>> start Information given
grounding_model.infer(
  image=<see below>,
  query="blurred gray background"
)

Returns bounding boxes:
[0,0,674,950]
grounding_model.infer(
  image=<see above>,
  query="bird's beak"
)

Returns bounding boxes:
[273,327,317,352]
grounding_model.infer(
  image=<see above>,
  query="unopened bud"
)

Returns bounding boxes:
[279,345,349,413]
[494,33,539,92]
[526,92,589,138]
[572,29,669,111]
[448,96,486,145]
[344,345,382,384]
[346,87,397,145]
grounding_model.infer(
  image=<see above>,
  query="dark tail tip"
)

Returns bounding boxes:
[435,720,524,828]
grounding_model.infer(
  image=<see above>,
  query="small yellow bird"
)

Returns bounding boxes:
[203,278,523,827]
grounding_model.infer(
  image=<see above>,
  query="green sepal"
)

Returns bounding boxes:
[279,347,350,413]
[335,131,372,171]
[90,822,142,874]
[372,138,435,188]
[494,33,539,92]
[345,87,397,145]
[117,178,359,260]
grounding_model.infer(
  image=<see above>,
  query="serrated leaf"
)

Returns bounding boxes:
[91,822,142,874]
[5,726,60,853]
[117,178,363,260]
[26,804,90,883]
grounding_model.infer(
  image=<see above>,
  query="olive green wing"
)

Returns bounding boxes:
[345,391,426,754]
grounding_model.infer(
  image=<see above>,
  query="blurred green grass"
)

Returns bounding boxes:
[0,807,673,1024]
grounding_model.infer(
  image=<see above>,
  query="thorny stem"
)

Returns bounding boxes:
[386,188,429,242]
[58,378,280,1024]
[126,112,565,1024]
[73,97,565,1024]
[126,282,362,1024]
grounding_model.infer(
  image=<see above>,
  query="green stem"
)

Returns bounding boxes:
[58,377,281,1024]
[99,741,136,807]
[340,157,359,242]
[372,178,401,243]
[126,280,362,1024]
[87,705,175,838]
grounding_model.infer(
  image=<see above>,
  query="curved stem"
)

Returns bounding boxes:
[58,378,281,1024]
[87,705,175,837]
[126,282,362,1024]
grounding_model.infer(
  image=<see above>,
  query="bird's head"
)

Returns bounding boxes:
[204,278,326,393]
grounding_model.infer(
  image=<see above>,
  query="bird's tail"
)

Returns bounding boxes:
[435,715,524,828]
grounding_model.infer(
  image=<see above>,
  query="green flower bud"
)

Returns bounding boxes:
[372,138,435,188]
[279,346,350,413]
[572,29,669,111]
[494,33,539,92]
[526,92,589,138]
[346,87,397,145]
>> end Information given
## Directive
Reproduce everything from the start of the records down to the line containing "[117,178,359,260]", substituting "closed bud" for "unopened bud" and changing nothing else.

## Response to this task
grounding_model.infer(
  image=<see below>,
  query="blurred gray background"
)

Returns bounding boxes:
[0,0,674,950]
grounding_model.infer(
  image=<see above>,
  query="bird's beak"
)

Returns bounding boxes:
[273,327,317,352]
grounding_model.infer(
  image=<see above>,
  query="closed bud"
)

Returns bounding boxes:
[279,345,349,413]
[494,33,539,92]
[526,92,589,138]
[572,29,669,111]
[448,96,486,145]
[344,345,382,384]
[346,87,397,145]
grounding_model.infer(
  image=<see above>,
  query="dark tail tip"
)

Returns bounding boxes:
[435,720,524,828]
grounding_model.infer(
  image=<see above>,
  query="small yellow bird"
)

Returns bounding boxes:
[203,278,523,827]
grounding_model.infer(
  image=<see above>,
  query="green sepal"
)

Returns bounding boxes:
[279,347,350,413]
[335,131,372,171]
[90,822,142,874]
[372,138,435,188]
[494,33,539,92]
[345,87,397,145]
[117,178,359,260]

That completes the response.